## [Exercise prompt]
Arrange every line of the records below as a Markdown table with the columns Row and Line, numbering the lines consecutively and omitting any blank lines.

## [Source material]
[START]

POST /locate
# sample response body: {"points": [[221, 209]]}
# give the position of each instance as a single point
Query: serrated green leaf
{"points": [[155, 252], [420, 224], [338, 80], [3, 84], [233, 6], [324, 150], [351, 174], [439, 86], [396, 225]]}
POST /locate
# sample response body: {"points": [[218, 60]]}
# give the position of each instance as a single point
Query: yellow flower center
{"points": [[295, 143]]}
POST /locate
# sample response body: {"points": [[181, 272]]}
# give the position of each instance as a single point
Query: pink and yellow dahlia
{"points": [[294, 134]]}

[END]

## [Task answer]
| Row | Line |
|---|---|
| 1 | POST /locate |
| 2 | # sample response body: {"points": [[221, 209]]} |
| 3 | # give the position of each instance as a single point |
| 4 | Query: serrated green leaf |
| 5 | {"points": [[155, 252], [420, 224], [338, 80], [3, 84], [233, 6], [324, 150], [351, 174], [439, 86], [396, 225]]} |
| 6 | POST /locate |
| 7 | # sample response body: {"points": [[218, 60]]} |
| 8 | # give the position of each instance as a single point |
| 9 | Query: yellow flower center |
| 10 | {"points": [[295, 143]]} |
| 11 | POST /locate |
| 12 | # sample response body: {"points": [[181, 272]]} |
| 13 | # give the position of each instance as a single point |
| 14 | Query: pink and yellow dahlia |
| 15 | {"points": [[294, 134]]} |